→ **Teks Sumber**
****************

Cak Lontong - Salam Lemper |
Nama Cak Lontong sebagai pelawak sudah punya karakter tersendiri, Kekhasan itulah yang membuat ia berbeda dengan pelawak lainnya. Selama ini Cak Lontong dikenal sebagai pelawak yang jago plesetan dan anekdot. Ia dituntut untuk cerdas, rada nyinnyir, bisa menganalisa, dan mampu menawarkan solusi dari setiap topic yang diangkat.
Ngomongin Cak Lontong pasti tidak jauh dari materi stand up comedi yang sedang hot di Indonesia, banyak komedian stand up bermunculan satu persatu. Sejatinya, seorang yang mengaku comedian atau dalam istilah stand up comedy (SUC) adalah comic, haruslah pintar. Di mana saja dan kapan saja, comic harus pintar membawakan materi yang membuat penonton tertawa. Setidaknya itu yang dikatakan Cak Lontong.
“Makanya saya sering senyam-senyum kalo dengar ada comic ngomong: audience nggak pas,” ujar komedian tradisional yang saat ini dikenal di antara comic-comic SUC di tanah air. “Comic malah menyalahkan penonton, karena penonton tidak tertawa pada saat comic itu melemparkan materi. Penonton dibilang tidak cerdas. Sebetulnya yang tidak cerdas itu adalah comicnya, bukan penonton”.

****************

→ **Bahan Sumber**
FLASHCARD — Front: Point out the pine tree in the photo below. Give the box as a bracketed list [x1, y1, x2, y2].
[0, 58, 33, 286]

****************

→ **Petunjuk Latihan**
1) Salin bagian teks tentang Cak Lontong di antara "Ngomongin Cak Lontong" dan "dikatakan Cak Lontong.", termasuk kedua bagian tersebut, tanpa mengubah satu kata pun.
2) Berdasarkan teks tentang Cak Lontong, jelaskan dalam satu sampai tiga kalimat mengapa Cak Lontong sering senyam-senyum saat mendengar comic mengatakan bahwa audiensnya tidak pas.
3) Ringkaslah teks tentang Cak Lontong dalam dua kalimat.
Data di atas tidak berkaitan dengan teks tentang Cak Lontong.

→ **Jawaban Tiap Tugas**
1)
Ngomongin Cak Lontong pasti tidak jauh dari materi stand up comedi yang sedang hot di Indonesia, banyak komedian stand up bermunculan satu persatu. Sejatinya, seorang yang mengaku comedian atau dalam istilah stand up comedy (SUC) adalah comic, haruslah pintar. Di mana saja dan kapan saja, comic harus pintar membawakan materi yang membuat penonton tertawa. Setidaknya itu yang dikatakan Cak Lontong.

2) Comic itu justru menyalahkan penonton yang tidak tertawa saat materi dilemparkan, lalu menyebut penonton tidak cerdas. Menurut Cak Lontong, yang sebetulnya tidak cerdas adalah comic-nya, bukan penonton.

3) Cak Lontong adalah pelawak berkarakter khas yang dikenal jago plesetan dan anekdot, serta dituntut cerdas, mampu menganalisa, dan bisa menawarkan solusi dari setiap topik. Menurutnya, seorang comic harus pintar membawakan materi yang membuat penonton tertawa, dan comic yang menyalahkan penonton karena tidak tertawa sebetulnya adalah pihak yang tidak cerdas.